● AVAILABLE DATA:

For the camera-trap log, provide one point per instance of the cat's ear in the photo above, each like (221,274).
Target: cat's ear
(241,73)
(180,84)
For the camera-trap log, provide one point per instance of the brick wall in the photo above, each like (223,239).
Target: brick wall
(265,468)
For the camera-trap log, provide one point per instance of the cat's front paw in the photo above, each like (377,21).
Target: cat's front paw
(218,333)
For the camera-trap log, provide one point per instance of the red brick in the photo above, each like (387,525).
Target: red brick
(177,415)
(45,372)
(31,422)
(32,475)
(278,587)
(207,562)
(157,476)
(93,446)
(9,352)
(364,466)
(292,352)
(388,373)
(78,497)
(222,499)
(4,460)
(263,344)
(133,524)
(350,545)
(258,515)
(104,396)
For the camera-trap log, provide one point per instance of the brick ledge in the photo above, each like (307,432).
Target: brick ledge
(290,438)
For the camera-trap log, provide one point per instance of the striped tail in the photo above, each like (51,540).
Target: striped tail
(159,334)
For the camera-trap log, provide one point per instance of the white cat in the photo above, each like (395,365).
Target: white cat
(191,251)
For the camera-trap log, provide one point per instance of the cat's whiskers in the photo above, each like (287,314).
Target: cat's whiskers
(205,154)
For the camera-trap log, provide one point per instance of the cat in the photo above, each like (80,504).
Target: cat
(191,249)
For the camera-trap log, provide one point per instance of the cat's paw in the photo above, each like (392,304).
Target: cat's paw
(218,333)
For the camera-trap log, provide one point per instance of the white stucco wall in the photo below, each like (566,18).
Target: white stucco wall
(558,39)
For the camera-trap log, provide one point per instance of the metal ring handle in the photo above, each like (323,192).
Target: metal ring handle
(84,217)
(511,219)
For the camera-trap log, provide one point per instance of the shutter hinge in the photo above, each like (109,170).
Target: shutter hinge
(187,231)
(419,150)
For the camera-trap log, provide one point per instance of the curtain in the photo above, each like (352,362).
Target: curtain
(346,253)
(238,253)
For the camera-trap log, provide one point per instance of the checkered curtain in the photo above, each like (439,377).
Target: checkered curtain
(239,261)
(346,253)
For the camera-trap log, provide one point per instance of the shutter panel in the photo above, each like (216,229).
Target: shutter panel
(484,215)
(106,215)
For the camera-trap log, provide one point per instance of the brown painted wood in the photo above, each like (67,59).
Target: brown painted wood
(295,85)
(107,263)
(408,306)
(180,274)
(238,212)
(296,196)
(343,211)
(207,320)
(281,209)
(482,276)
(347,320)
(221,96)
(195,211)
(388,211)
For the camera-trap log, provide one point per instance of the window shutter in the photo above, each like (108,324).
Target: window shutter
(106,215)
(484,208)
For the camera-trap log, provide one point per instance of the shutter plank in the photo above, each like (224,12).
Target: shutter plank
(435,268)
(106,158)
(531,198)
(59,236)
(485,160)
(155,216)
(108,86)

● INSTRUCTIONS TO FOLLOW:
Please repeat the whole listing above, reproducing every line without any change.

● FULL OUTPUT:
For the camera-trap log, provide one point per instance of the cat's ear in the photo above, each like (221,274).
Target: cat's ear
(241,73)
(180,84)
For the camera-trap log, provide one point per instance of the brick wall in the photo above, each like (223,239).
Target: brick wall
(265,468)
For the camera-trap log, provide one point per instance of the cat's front paw in the photo above, each like (377,21).
Target: cat's front paw
(218,333)
For the camera-trap log, provide one point per instance of the red brick in the photo above, each like (387,525).
Target: red brick
(177,415)
(45,372)
(31,422)
(32,475)
(278,587)
(207,562)
(157,476)
(93,446)
(9,352)
(364,466)
(292,352)
(388,373)
(78,497)
(222,499)
(4,460)
(263,344)
(133,524)
(350,545)
(258,515)
(104,396)
For the camera-trap log, provide one point per instance of the brick ledge in the photo above, each like (307,432).
Target: brick ledge
(290,438)
For the camera-trap log, provide one point per instance of the striped tail in the photo above, each like (51,540).
Target: striped tail
(159,334)
For the camera-trap log, provide one point per instance of the white cat in the photo above, each like (395,365).
Target: white cat
(191,251)
For the camera-trap log, provide one point per instance of the cat's whiskers in the photo above, each like (287,314).
Target: cat's whiskers
(205,154)
For the camera-trap log, provide one point per instance of the cat in the photo above, each like (80,504).
Target: cat
(191,249)
For the camera-trap log, provide one point per instance of the cat's paw in the photo above, each like (392,304).
Target: cat's paw
(218,333)
For the camera-trap log, provide one point per instance of the white stucco wall in the photo below, each like (566,18).
Target: white stucco wall
(558,39)
For the camera-trap log, provide one point per instance of the metal ring handle in the photo above, each like (323,192).
Target: metal ring handle
(84,217)
(511,219)
For the camera-trap log, provide one point per instance of the shutter hinge in the photo above, each like (109,170).
Target: shutter hinge
(187,231)
(419,150)
For the camera-trap log, provide one point per instance of the curtain in the photo above, each like (352,362).
Target: curtain
(346,253)
(238,253)
For the camera-trap log, provide one point per instance of the checkered curtain in the photo above, each like (439,377).
Target: checkered curtain
(239,261)
(346,253)
For the camera-trap log, provide one point per instance of the shutter panel in the photo above, each like (216,229).
Target: shutter panel
(484,215)
(106,215)
For the camera-trap log, provide one point per instance of the brown painted wood in the photo above, each like (67,59).
Target: brown painted wood
(295,85)
(107,263)
(408,306)
(180,274)
(238,212)
(296,196)
(343,211)
(207,320)
(281,209)
(482,276)
(347,320)
(221,96)
(195,211)
(388,211)
For the camera-trap log, provide one point per instance of the window shutter in the photo above, each like (108,324).
Target: window shutter
(106,215)
(484,208)
For the camera-trap log, provide one point per instance of the shutter plank in the photo above, each like (224,12).
Target: shutter plank
(435,268)
(106,158)
(531,198)
(59,236)
(485,160)
(155,216)
(108,86)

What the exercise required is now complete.